> _WHAT IS NEEDED_: The records below are to be reproduced word for word.

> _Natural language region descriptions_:
'''

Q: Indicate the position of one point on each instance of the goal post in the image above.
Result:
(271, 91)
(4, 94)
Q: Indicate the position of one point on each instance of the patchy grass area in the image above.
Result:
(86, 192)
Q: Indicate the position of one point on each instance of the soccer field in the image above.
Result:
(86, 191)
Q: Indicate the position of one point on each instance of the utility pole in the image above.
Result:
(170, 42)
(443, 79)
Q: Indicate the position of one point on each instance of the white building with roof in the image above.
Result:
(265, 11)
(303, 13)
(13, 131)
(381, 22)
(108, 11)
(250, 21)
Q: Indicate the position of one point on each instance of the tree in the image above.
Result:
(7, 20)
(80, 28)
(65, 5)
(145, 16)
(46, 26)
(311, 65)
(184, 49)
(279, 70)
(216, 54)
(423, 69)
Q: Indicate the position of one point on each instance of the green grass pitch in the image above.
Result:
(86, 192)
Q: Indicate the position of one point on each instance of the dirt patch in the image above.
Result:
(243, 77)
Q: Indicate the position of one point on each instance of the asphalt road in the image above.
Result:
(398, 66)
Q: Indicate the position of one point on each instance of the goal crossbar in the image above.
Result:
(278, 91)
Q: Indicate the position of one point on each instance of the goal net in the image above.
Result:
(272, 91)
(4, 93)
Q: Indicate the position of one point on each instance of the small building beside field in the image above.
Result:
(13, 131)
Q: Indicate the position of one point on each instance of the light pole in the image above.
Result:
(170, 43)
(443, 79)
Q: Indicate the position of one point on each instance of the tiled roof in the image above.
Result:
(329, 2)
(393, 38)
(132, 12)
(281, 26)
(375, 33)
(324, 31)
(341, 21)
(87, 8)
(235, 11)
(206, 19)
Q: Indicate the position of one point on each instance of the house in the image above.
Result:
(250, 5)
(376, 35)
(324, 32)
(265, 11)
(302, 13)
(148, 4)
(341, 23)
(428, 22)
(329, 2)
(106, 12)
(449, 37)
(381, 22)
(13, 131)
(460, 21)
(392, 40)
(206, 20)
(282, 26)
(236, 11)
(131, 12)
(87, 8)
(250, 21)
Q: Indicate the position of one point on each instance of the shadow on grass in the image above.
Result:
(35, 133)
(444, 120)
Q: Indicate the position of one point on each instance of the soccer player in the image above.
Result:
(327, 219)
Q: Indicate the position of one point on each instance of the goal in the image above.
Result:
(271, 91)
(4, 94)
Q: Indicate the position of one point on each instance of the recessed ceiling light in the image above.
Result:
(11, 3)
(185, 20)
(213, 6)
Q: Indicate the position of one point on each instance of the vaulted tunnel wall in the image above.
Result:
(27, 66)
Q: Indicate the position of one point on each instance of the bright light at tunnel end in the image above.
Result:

'''

> _RESPONSE TO THIS EXERCISE_:
Q: Indicate the position of one point on each instance of the goal post in the image above.
Result:
(271, 91)
(4, 94)
Q: Indicate the position of one point on each instance of the patchy grass area in the image above.
Result:
(86, 192)
Q: Indicate the position of one point on each instance of the soccer field in the image above.
Result:
(86, 191)
Q: Indicate the position of one point on each instance of the utility pole in the image above.
Result:
(170, 42)
(443, 79)
Q: Indicate the position of one point on each instance of the white building with roof in the image above.
Result:
(265, 11)
(303, 13)
(13, 131)
(381, 22)
(108, 11)
(250, 21)
Q: Indicate the position of one point on each instance of the tree in the image above.
Result:
(7, 20)
(80, 28)
(65, 5)
(145, 16)
(46, 26)
(311, 65)
(184, 49)
(279, 70)
(216, 54)
(423, 69)
Q: Indicate the position of one point on each instance of the green grass pitch in the image above.
Result:
(86, 192)
Q: Indicate the position of one point on each instance of the dirt patch in the image above.
Result:
(243, 77)
Q: Indicate the position of one point on each instance of the asphalt road in the image above.
Result:
(398, 66)
Q: Indicate the position of one point on each instance of the goal crossbar in the image above.
Result:
(278, 91)
Q: Indicate the position of one point on each instance of the goal net in the image above.
Result:
(272, 91)
(4, 93)
Q: Indicate the position of one point on each instance of the small building beside field in the image above.
Result:
(13, 131)
Q: Indicate the position of one point on each instance of the light pole in the image above.
Result:
(170, 43)
(443, 79)
Q: Indicate the position of one point on each instance of the tiled roof in the image above.
Result:
(329, 2)
(393, 38)
(132, 12)
(281, 26)
(375, 33)
(324, 31)
(341, 21)
(87, 8)
(235, 11)
(206, 19)
Q: Indicate the position of one point on each instance of the house in the image above.
Result:
(250, 5)
(376, 35)
(324, 32)
(265, 11)
(302, 13)
(148, 4)
(341, 23)
(428, 22)
(329, 2)
(106, 12)
(449, 37)
(381, 22)
(13, 131)
(460, 21)
(392, 40)
(206, 20)
(282, 26)
(236, 11)
(131, 12)
(87, 8)
(250, 21)
Q: Indicate the position of one point on each instance of the shadow on grass in the image above.
Result:
(35, 133)
(444, 120)
Q: Indicate the position of one point on each instance of the soccer player in the image above.
Result:
(327, 219)
Q: Indicate the position of one point on each instance of the goal in the image above.
Result:
(271, 91)
(4, 94)
Q: Indicate the position of one point on each instance of the recessed ceiling light in the image above.
Result:
(11, 3)
(185, 20)
(213, 6)
Q: Indicate the position of one point on each instance of the vaulted tunnel wall in the image above.
Result:
(27, 66)
Q: Indicate the position of one point on each instance of the bright light at tunnel end in the image above.
Result:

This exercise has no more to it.